The result should be a word-for-word retyping of the entries below, free of pictures.
============
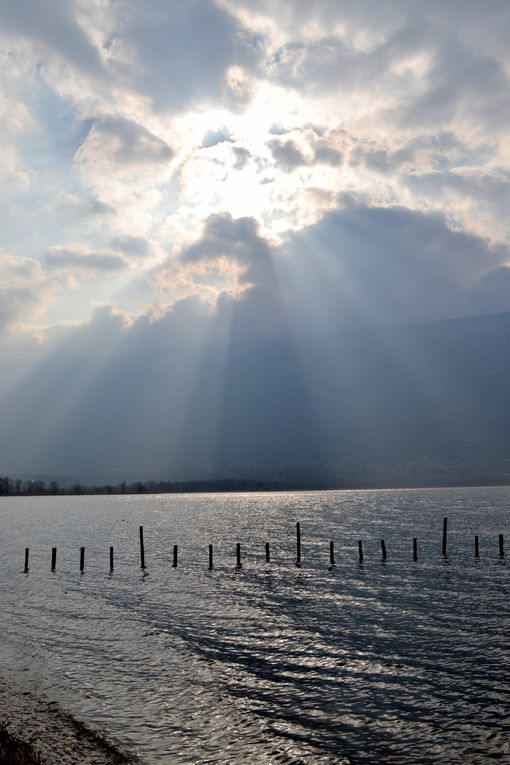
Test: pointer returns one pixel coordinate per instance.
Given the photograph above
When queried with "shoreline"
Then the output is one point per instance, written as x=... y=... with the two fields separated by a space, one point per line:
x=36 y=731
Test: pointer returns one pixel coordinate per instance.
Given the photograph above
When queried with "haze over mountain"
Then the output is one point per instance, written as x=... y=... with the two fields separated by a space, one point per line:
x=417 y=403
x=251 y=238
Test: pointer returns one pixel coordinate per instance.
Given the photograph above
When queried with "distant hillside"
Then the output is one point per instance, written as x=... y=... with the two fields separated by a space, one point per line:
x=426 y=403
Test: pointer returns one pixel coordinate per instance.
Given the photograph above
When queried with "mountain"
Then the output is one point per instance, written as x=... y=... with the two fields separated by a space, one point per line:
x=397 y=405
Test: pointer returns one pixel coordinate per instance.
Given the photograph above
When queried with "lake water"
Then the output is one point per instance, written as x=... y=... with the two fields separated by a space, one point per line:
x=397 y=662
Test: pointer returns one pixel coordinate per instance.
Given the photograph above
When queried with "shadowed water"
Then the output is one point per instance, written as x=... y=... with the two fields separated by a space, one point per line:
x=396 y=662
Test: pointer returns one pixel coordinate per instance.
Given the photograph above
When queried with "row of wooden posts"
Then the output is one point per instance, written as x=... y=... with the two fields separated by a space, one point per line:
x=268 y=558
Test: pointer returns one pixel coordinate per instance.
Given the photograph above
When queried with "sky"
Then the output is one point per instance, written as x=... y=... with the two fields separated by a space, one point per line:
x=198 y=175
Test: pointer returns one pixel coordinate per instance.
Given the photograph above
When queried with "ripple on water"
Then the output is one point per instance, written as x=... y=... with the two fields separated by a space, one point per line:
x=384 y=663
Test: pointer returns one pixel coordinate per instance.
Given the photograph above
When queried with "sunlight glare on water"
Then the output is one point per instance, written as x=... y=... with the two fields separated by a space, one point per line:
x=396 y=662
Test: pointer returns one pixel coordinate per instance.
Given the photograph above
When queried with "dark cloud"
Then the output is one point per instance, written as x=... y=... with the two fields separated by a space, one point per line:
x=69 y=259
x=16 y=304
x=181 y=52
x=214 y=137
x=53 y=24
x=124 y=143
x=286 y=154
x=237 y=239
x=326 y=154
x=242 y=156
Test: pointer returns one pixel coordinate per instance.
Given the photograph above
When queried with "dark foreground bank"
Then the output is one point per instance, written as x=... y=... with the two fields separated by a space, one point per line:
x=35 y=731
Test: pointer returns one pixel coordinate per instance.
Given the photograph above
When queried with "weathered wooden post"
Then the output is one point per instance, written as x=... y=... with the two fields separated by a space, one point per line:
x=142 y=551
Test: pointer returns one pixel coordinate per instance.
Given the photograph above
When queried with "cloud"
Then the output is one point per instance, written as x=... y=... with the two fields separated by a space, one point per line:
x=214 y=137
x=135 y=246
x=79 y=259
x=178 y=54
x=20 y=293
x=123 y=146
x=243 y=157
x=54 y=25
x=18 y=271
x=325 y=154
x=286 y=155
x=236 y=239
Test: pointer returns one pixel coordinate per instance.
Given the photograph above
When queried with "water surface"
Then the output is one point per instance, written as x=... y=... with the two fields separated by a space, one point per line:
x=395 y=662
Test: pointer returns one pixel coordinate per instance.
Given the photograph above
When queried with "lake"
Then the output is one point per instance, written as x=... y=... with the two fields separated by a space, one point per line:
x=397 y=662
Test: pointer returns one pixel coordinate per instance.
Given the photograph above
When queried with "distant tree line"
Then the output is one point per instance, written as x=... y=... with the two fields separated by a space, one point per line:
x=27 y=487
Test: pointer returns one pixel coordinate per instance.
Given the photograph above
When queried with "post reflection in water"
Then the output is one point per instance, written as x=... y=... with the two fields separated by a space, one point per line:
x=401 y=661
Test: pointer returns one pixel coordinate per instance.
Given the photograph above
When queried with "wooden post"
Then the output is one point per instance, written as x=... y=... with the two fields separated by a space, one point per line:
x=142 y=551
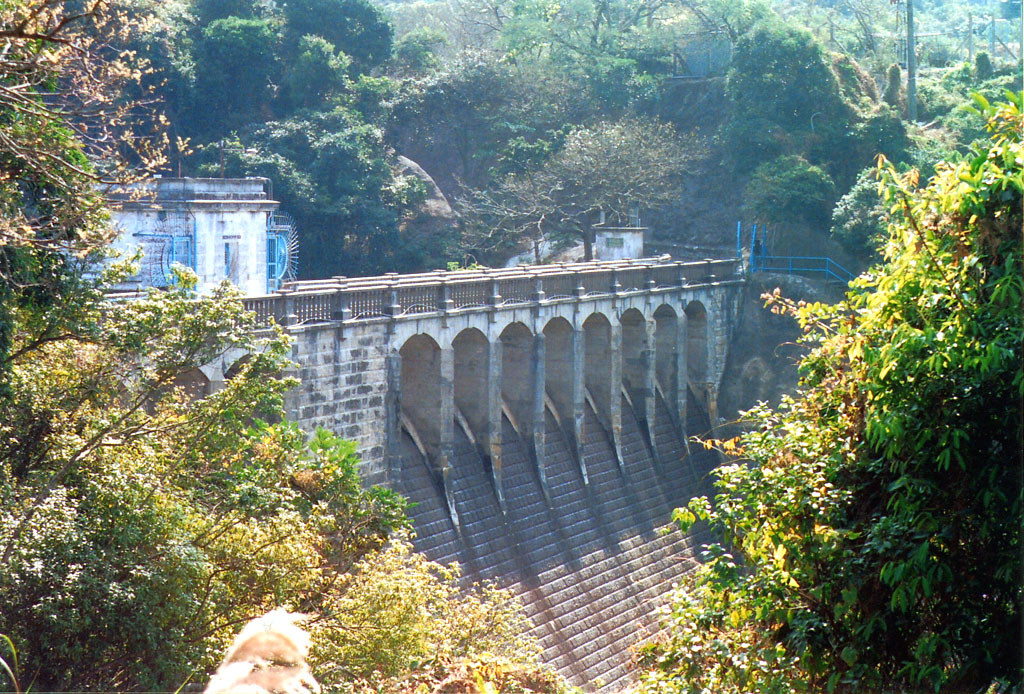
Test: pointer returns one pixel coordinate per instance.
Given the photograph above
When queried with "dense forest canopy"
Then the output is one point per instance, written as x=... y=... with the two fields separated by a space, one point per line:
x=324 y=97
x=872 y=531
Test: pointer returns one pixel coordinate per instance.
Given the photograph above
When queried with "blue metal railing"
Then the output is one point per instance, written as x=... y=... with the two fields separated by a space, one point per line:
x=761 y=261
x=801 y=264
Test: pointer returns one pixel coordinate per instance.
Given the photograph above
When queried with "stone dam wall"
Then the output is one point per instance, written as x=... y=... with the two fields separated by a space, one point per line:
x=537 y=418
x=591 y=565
============
Exercise solution:
Test: pointer returns one pixel coordinate per instance.
Given the photograph above
When queried with "shoreline"
Then the output is one point per instance, written as x=... y=... with the two fields separated by a space, one point per line:
x=36 y=731
Test: pointer returns one pixel coordinate per instance.
Given the photograph above
When queried with "haze over mountain"
Then the output is one point per instance, written as x=... y=... with the two fields separated by a space, one point per line:
x=417 y=403
x=251 y=238
Test: pointer returns one pixel coordinate per instance.
Given the photograph above
When queried with "distant hillside"
Then the output is one point per instance, written as x=... y=... with the two fields separated by a space, one point per line:
x=426 y=403
Test: pointer returns one pixel coordinate per instance.
Given the photograph above
When queried with "mountain"
Then the output is one point per instance, written as x=... y=... with the two fields separated by a space, one point per line:
x=397 y=405
Test: pointer returns one pixel coordinate per instance.
Given the photograph above
When queried with "lake water"
Then the output is one point per instance, written as x=... y=... with the two fields separated by a space, one point per line:
x=397 y=662
Test: pointer returns one pixel coordinate per instance.
Given the photograph above
When queried with "shadowed water"
Then the output is one point per instance, written as x=... y=... with the two fields separated by a space, one point per line:
x=396 y=662
Test: pointer returns one pixel coordinate per instance.
Given the photograph above
When queried with "row of wooden posts"
Then the output is one point per instance, written as x=... y=... with the two fields separated by a space, one point per line:
x=268 y=558
Test: pointer returns one pixel coordinate per instance.
Given the photograph above
When queried with "sky"
Then the output is one point per instance, written as x=... y=... with the two fields separated by a space, one point per line:
x=198 y=175
Test: pointer returns one pixel coordinate per instance.
Given the photograph above
When queried with "ripple on water"
Then the output is one point per instance, written as x=... y=... with the two fields separated by a space, one point per line:
x=384 y=663
Test: pointer returns one pixel coordinate per instance.
Given the photograph above
When queried with "sunlight glare on water"
Then the output is one point per instance, written as x=... y=... with the two fields separated by a space, one point per line:
x=396 y=662
Test: pointer returns one pixel coordinate per instance.
Given the photograph above
When queried with "dark cloud"
Then the output is one point per instance, written as x=... y=... with the two fields separated by a space, one point per line:
x=69 y=259
x=16 y=304
x=181 y=52
x=214 y=137
x=53 y=24
x=124 y=143
x=286 y=154
x=237 y=239
x=326 y=154
x=242 y=156
Test: pointer returns one pixel coordinate per instance.
Given the photograph above
When queried with "dark foreground bank"
Then the output is one point per instance, written as x=... y=... with the two fields separated by a space, one point per line:
x=35 y=731
Test: pointer returns one pixel coordinate per instance.
Given the photograph above
When queried with "weathered wooden post"
Then the output is one point per instance, written as x=... y=... with the two fields separated by a space, one point per line:
x=142 y=551
Test: pointer returns one pixel coordinate per instance.
Given the photograph above
When queried with "cloud"
Then the output is one point per instance, written as x=... y=... with the two fields separated by a space, one point per line:
x=214 y=137
x=135 y=246
x=79 y=259
x=178 y=54
x=20 y=293
x=123 y=146
x=243 y=157
x=54 y=25
x=18 y=271
x=325 y=154
x=286 y=155
x=236 y=239
Test: pointer returns one pixel coordinate per instance.
Given the photograph above
When queried with "water surface"
Then the output is one point per instance, written as x=... y=... with the two fields separated by a space, one point per line:
x=395 y=662
Test: pointer returns one pixel coordinate per instance.
Given the photograph above
When queried with "lake"
Then the output is one point per instance, written as x=... y=... with the two fields separated by a space, one point per line:
x=397 y=662
Test: pointer returns one pixel coordinate per instance.
Given the photograph above
When queried with "distant tree line"
Then the output is one point per instance, written as x=... y=... with the two fields separated by a space, one point per line:
x=27 y=487
Test: pointer returns one pixel coordinate per instance.
Given the photograph above
When queried with "post reflection in water"
Then the output is one point per instance, written as x=... y=... with the two fields separated by a space, one point per line:
x=401 y=661
Test: pointer returns one pixel coordinate per instance.
Given the photograph above
When queried with "wooden post"
Then the output is one point per instance, written as x=... y=... with the two fields separated by a space, one point per line:
x=142 y=551
Test: pointer returns one pixel coordinate per instance.
Given the photograph above
When queried with "dense forest canopy"
Then the output is one point per instance, written as x=... y=... with the two fields separated by a space, one point per line:
x=324 y=97
x=872 y=531
Test: pointer returns one pixel coordinate per instance.
Given the photograph above
When queried with "blue metal railing"
Then the output is one point per instance, written as x=... y=... with the two fields separated by a space, one point per line:
x=761 y=261
x=801 y=264
Test: pointer returns one pixel coordinate per instance.
Given the photograph above
When queried with "stone dam wall"
Then the output is one point per instance, written as x=... y=... with the two fields separated by a space, one point per line:
x=537 y=418
x=591 y=565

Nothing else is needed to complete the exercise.